(Natural-language object grounding data)
_ _ _ _ _

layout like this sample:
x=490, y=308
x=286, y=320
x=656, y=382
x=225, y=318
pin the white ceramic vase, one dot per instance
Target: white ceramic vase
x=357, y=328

_ _ _ _ _

Task details. Exactly repeat the lines from the line that contains "x=656, y=382" to the end of the entries, both included, and leave out all other lines.

Exercise solution.
x=656, y=382
x=225, y=318
pin the white ceramic vase, one dot per instance
Target: white ceramic vase
x=357, y=328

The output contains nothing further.